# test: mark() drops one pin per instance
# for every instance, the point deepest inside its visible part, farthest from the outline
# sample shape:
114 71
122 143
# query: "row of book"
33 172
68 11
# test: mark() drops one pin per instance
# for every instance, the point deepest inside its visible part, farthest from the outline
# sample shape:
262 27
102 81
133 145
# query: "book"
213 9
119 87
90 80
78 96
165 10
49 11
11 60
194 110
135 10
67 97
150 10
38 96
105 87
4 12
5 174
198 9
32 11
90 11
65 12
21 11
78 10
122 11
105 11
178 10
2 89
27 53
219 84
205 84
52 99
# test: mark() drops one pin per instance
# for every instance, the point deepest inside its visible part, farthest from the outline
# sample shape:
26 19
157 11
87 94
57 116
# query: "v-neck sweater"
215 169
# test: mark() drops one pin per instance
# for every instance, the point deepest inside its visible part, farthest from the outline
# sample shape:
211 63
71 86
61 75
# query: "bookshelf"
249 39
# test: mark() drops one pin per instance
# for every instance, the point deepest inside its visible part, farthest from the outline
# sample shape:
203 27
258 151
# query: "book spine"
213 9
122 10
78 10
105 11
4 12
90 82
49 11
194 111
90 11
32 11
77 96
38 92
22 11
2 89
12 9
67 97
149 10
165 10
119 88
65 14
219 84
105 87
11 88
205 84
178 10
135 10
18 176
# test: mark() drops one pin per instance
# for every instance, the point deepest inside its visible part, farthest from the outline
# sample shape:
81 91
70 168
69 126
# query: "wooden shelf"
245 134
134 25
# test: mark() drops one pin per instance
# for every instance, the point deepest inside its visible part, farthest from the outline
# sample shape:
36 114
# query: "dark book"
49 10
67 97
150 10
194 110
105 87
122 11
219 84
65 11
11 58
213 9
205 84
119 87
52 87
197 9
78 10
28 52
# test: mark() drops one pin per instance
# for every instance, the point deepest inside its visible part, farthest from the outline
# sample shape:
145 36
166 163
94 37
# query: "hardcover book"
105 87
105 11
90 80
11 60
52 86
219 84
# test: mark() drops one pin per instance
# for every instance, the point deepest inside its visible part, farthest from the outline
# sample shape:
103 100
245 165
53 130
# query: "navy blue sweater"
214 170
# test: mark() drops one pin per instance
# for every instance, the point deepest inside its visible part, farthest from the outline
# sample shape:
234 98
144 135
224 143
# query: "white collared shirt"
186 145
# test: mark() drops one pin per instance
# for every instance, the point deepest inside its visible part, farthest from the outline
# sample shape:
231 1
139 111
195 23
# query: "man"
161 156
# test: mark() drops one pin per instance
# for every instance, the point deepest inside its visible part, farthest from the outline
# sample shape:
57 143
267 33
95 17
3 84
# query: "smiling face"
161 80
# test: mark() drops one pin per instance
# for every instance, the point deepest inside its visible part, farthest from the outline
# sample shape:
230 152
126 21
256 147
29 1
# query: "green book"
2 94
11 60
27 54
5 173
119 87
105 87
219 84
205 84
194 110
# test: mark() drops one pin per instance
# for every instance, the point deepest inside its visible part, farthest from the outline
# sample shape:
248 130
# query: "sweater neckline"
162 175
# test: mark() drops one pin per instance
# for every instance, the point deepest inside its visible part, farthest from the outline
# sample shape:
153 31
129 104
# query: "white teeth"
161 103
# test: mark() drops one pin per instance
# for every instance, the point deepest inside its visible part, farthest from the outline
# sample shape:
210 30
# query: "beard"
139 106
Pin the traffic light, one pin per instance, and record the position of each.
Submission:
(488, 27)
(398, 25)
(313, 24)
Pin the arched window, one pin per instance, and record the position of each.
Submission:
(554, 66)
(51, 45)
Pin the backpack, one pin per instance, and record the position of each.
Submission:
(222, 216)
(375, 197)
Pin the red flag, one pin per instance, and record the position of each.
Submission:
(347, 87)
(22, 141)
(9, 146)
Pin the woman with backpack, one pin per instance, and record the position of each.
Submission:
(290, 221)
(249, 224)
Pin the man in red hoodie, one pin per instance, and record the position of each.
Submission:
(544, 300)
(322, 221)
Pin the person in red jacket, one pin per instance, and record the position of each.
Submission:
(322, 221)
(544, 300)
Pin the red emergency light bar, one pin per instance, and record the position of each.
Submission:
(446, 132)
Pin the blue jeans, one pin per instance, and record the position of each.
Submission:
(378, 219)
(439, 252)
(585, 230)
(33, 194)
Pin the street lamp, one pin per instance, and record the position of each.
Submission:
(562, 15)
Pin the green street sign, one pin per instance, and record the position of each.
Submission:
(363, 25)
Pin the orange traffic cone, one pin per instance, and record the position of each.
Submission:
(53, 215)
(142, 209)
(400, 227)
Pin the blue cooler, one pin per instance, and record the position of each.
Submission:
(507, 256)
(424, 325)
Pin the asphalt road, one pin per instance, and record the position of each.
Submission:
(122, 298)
# # # # # # #
* [TASK DIRECTIONS] The complete material above is to be retyped word for word.

* [YOUR SOLUTION]
# test: mark() drops one pin per instance
# for every instance, the point deepest inside its visible part, farthest from the outline
# sample shape:
114 71
122 143
# query: "row of book"
33 172
68 11
# test: mark() drops one pin per instance
# for every instance, the point deepest inside its visible part, farthest from the outline
# sample shape:
262 27
102 81
133 145
# query: "book"
213 9
119 87
90 80
78 96
165 10
49 11
11 60
194 110
135 10
67 97
150 10
38 96
105 87
4 12
5 174
198 9
32 11
90 11
65 12
21 11
78 10
122 11
105 11
178 10
2 89
27 53
219 84
205 84
52 99
# test: mark() drops one pin per instance
# for every instance, the point deepest inside its visible part, farthest from the outline
# sample shape:
26 19
157 11
87 94
57 116
# query: "v-neck sweater"
215 169
# test: mark() drops one pin per instance
# for every instance, the point deepest inside its visible part, farthest from the outline
# sample shape:
211 63
71 86
61 75
# query: "bookshelf"
249 39
# test: mark() drops one pin per instance
# for every instance, the point deepest inside its visible part, farthest from the outline
# sample shape:
203 27
258 151
# query: "book spine"
213 9
122 10
78 10
105 11
4 12
90 82
49 11
194 111
90 11
32 11
77 96
38 92
22 11
2 89
12 9
67 97
149 10
165 10
119 88
65 14
219 84
105 87
11 88
205 84
178 10
135 10
18 176
# test: mark() drops one pin per instance
# for every instance, the point deepest inside its visible part, farthest from the outline
# sample shape:
81 91
70 168
69 126
# query: "wooden shelf"
245 134
134 25
# test: mark() drops one pin per instance
# for every instance, the point deepest inside its visible part, farthest from the outline
# sample shape:
36 114
# query: "dark book"
49 10
67 97
150 10
194 110
105 87
122 11
219 84
65 11
11 58
213 9
205 84
119 87
52 87
197 9
78 10
28 52
# test: mark() drops one pin per instance
# for every instance, the point deepest inside its visible part, farthest from the outline
# sample shape:
145 36
166 163
94 37
# query: "hardcover book"
105 87
105 11
90 80
11 60
52 86
219 84
# test: mark() drops one pin per instance
# for every instance, the point deepest inside its visible part, farthest from the outline
# sample shape:
103 100
245 165
53 130
# query: "navy blue sweater"
214 170
# test: mark() drops one pin per instance
# for every instance, the point deepest inside its visible part, farthest from the outline
# sample shape:
234 98
144 135
224 143
# query: "white collared shirt"
186 145
# test: mark() drops one pin per instance
# for every instance, the point deepest inside its visible part, farthest from the outline
# sample shape:
231 1
139 111
195 23
# query: "man"
161 156
# test: mark() drops one pin per instance
# for every instance, the point deepest inside its visible part, farthest from the outline
# sample shape:
57 143
267 33
95 17
3 84
# query: "smiling face"
161 80
# test: mark() drops one pin per instance
# for every instance, the point deepest inside its visible part, farthest from the outline
# sample shape:
230 152
126 21
256 147
29 1
# query: "green book"
2 94
11 60
27 54
5 173
119 87
105 87
219 84
205 84
194 110
# test: mark() drops one pin per instance
# for every instance, the point deepest inside its visible part, farthest from the outline
# sample shape:
248 130
# query: "sweater neckline"
162 175
# test: mark() drops one pin per instance
# for every instance, the point deepest inside its visible part, farthest from the outline
# sample shape:
153 31
129 104
# query: "white teeth"
161 103
# test: mark() drops one pin per instance
# for every instance, the point deepest inside its visible part, farthest from the outline
# sample shape:
210 30
# query: "beard"
139 106
Pin the traffic light, one pin per instance, and record the position of each.
Submission:
(488, 27)
(398, 25)
(313, 24)
Pin the arched window, one pin per instance, and record the position of each.
Submission:
(554, 66)
(51, 45)
Pin the backpack, one pin per instance, and record the position of each.
Submission:
(222, 216)
(375, 197)
Pin the red flag, one pin per instance, and record the position of each.
Submission:
(347, 87)
(22, 141)
(9, 146)
Pin the woman with backpack, one pin per instance, and record the position of each.
Submission:
(290, 221)
(249, 224)
Pin the man in red hoodie, one pin per instance, and record the position of each.
Submission:
(544, 300)
(322, 221)
Pin the person in red jacket, one pin per instance, and record the position of each.
Submission:
(322, 221)
(544, 300)
Pin the red emergency light bar, one pin per instance, and record the position of each.
Submission:
(446, 132)
Pin the blue jeans, one pin per instance, and record the position of each.
Submission:
(378, 219)
(439, 252)
(585, 230)
(33, 194)
Pin the street lamp, one pin per instance, and record the position of each.
Submission:
(562, 15)
Pin the green street sign, one pin per instance, and record the position of each.
Submission:
(363, 25)
Pin the orange traffic cone, one pin per instance, and record the position of each.
Submission:
(53, 215)
(142, 209)
(400, 227)
Pin the blue cooler, one pin per instance, and record the position of each.
Submission:
(507, 256)
(424, 325)
Pin the asphalt road, one pin per instance, and record the position of each.
Submission:
(122, 298)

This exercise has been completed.